▸ **TEXT BLOCK**:
Posted tagged ‘leash law’

““I love raw cookie dough, right out of the tube. The other thing I eat is marshmallow fluff.”

February 6, 2017

Sorry for the lateness of the hour. I slept in as I was up late watching the hoopla after my Pats won the Super Bowl in spectacular fashion. They overcame the biggest scoring deficit in history and won in the very first overtime. At the start of the second half, I was despondent at the score: 21-3.

I was able to coax Gracie down the back steps by holding her as she went from step to step. As soon as she hit the bottom, she ran around the yard happy to be off the leash I’d been using to take her out into the front yard. I will take her into the back yard one step at a time from now.

When I was a kid, there was no leash law and dogs roamed freely. Duke, my boxer, was all over town. Sometimes he was with his son Sam who was my aunt’s dog. My father had given Sam to my aunt as she had given us Duke when I was 5. Sam and Duke were notorious. People complained all the time. The dogs would stand outside a house howling if there was a female in heat. Boxers look fierce so people were afraid to leave their houses. We knew how silly that was as both of those dogs were wonderful. Sam was funny, even silly at times. He even seemed to smile. When Sam got into a fight, Duke watched until Sam was pinned then he’d step in and save Sam. Duke was also super-protective of us. He’d growl to warn people not to mess with us. That’s what boxers do for their families.

▸ **PROBLEM REQUIREMENTS**: Condense the paragraph of the blog post above that begins "I was able to coax Gracie" into a short bulleted list that keeps its main facts.

▸ **MATERIAL SHOWN**:
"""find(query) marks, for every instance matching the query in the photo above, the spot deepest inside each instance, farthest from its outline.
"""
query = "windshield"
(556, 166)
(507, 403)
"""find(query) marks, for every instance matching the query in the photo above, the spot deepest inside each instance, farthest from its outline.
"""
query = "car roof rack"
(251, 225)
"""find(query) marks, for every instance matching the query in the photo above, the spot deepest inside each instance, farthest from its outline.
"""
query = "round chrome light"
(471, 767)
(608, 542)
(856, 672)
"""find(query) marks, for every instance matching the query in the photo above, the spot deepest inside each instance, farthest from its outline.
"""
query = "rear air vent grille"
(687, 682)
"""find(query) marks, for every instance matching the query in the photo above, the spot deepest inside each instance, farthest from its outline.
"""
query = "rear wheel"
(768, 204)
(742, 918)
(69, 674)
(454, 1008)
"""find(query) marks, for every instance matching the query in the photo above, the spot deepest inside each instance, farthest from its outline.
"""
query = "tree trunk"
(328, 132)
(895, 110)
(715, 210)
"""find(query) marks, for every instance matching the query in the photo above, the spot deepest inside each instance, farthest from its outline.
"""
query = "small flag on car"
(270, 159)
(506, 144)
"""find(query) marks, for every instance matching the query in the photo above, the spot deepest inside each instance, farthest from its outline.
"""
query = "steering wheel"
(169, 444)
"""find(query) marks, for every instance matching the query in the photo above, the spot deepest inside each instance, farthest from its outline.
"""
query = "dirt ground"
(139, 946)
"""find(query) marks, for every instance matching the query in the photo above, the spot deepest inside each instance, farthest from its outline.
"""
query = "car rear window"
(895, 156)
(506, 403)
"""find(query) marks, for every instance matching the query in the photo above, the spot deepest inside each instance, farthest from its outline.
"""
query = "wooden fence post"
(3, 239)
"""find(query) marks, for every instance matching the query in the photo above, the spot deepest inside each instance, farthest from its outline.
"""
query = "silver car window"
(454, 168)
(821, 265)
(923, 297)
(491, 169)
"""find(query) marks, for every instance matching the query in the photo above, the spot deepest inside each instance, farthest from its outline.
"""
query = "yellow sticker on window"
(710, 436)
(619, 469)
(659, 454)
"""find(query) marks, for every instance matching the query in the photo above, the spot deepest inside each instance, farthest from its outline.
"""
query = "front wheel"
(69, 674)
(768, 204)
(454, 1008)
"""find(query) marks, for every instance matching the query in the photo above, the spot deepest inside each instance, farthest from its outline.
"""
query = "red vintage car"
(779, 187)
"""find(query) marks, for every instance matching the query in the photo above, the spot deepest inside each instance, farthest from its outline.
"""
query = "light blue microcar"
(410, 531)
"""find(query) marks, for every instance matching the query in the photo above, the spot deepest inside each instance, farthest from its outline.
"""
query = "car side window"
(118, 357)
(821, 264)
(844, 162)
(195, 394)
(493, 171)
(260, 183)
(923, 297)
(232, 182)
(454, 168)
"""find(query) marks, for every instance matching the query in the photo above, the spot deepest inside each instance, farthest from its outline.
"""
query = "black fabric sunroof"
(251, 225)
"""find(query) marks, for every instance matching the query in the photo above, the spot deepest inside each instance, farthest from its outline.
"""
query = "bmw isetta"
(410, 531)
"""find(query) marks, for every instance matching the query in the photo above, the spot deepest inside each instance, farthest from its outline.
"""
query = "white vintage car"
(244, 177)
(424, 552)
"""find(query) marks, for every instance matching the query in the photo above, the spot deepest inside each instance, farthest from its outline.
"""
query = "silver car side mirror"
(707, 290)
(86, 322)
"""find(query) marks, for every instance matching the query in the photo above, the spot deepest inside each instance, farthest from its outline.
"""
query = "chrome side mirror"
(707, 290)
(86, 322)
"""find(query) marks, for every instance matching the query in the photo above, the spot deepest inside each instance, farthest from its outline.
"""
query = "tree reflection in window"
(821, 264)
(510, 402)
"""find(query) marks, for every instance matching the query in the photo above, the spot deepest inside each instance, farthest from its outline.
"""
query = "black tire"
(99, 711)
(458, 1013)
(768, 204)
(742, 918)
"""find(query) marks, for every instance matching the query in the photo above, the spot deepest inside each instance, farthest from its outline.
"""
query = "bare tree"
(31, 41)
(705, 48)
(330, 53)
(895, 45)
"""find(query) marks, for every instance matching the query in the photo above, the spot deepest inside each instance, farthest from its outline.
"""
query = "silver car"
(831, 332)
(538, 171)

* * *

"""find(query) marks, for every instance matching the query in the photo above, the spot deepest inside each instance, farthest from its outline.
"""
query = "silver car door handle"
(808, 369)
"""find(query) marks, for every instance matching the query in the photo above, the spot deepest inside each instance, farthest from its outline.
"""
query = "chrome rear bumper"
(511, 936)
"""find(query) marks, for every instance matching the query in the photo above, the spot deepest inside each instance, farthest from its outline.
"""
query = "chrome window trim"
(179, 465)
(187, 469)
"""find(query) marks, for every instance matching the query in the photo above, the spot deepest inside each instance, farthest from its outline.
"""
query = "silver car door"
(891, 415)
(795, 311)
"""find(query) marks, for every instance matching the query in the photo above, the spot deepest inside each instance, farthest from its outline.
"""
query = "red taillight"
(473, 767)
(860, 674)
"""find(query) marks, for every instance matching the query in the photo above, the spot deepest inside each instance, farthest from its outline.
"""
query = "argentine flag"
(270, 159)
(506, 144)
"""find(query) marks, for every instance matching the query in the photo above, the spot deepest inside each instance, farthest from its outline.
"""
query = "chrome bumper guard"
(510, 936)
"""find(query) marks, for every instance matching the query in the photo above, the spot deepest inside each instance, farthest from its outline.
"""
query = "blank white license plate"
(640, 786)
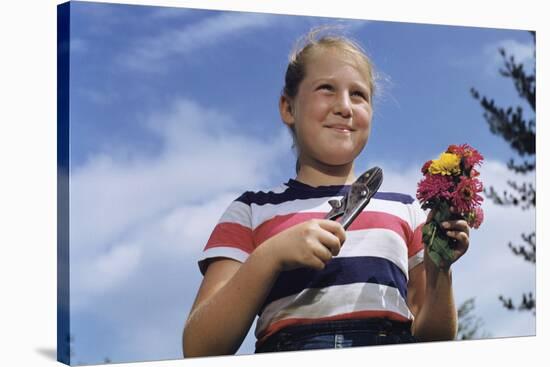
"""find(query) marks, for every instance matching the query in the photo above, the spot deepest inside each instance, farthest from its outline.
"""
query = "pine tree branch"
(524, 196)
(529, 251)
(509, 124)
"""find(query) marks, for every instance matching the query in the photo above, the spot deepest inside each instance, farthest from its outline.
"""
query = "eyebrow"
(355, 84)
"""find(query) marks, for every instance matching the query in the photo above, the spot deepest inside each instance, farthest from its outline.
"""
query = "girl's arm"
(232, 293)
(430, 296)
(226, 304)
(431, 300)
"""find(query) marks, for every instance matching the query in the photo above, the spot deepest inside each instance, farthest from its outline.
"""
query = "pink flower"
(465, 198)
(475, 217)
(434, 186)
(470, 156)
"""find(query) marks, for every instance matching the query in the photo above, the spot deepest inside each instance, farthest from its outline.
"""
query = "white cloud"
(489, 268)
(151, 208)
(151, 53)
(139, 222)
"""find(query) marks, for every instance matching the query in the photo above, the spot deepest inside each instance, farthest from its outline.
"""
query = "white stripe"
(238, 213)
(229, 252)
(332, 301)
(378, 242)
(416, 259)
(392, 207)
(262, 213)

---

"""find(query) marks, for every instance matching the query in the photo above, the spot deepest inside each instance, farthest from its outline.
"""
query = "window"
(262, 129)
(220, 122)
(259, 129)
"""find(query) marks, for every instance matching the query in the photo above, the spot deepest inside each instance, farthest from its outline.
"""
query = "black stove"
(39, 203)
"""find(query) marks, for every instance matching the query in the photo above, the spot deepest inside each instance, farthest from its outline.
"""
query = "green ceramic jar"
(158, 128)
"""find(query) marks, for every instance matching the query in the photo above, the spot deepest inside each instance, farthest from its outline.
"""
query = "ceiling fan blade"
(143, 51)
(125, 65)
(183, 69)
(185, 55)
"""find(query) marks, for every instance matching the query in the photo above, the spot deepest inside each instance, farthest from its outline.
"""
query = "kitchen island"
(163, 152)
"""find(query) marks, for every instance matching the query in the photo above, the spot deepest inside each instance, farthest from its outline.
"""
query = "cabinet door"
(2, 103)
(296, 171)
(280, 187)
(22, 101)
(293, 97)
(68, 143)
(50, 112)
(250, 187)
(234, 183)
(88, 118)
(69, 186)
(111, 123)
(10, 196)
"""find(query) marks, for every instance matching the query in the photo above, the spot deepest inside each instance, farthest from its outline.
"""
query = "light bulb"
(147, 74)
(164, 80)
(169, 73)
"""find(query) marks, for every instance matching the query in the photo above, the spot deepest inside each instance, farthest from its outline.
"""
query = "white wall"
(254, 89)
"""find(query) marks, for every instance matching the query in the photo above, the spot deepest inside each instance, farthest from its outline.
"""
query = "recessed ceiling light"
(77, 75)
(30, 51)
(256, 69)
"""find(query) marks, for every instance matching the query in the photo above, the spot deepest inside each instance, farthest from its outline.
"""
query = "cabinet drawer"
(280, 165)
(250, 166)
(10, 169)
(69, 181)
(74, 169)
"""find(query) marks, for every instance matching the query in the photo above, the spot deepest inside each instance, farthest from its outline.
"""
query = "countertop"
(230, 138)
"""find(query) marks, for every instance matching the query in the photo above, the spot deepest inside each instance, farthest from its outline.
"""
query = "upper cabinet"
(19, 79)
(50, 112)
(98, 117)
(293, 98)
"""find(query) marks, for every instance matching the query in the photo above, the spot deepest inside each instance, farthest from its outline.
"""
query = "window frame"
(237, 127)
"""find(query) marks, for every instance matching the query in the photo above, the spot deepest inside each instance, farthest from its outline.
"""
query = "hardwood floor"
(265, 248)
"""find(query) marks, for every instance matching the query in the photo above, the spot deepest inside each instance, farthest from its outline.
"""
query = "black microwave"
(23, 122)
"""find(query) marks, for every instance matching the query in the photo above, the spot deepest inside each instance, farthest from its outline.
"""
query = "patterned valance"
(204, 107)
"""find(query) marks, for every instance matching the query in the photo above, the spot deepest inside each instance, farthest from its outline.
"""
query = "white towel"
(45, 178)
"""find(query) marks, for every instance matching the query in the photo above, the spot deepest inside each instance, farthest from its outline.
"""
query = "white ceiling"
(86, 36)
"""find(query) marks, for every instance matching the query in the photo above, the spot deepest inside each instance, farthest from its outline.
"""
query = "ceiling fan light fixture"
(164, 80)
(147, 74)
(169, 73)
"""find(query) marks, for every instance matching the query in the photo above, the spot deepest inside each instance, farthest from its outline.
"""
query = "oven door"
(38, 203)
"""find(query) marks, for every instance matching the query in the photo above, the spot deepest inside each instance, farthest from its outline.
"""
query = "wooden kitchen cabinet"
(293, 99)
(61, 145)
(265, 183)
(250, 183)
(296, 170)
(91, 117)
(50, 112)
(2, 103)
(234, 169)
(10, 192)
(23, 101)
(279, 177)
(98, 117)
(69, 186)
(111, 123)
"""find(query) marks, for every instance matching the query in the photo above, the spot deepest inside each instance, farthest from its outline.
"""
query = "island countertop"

▸ **SOLUTION FOR THIS TASK**:
- Gracie was coaxed down the back steps by being held on each step.
- At the bottom, she ran happily around the yard, off the leash that had been used to take her into the front yard.
- From now on she will be taken into the back yard one step at a time.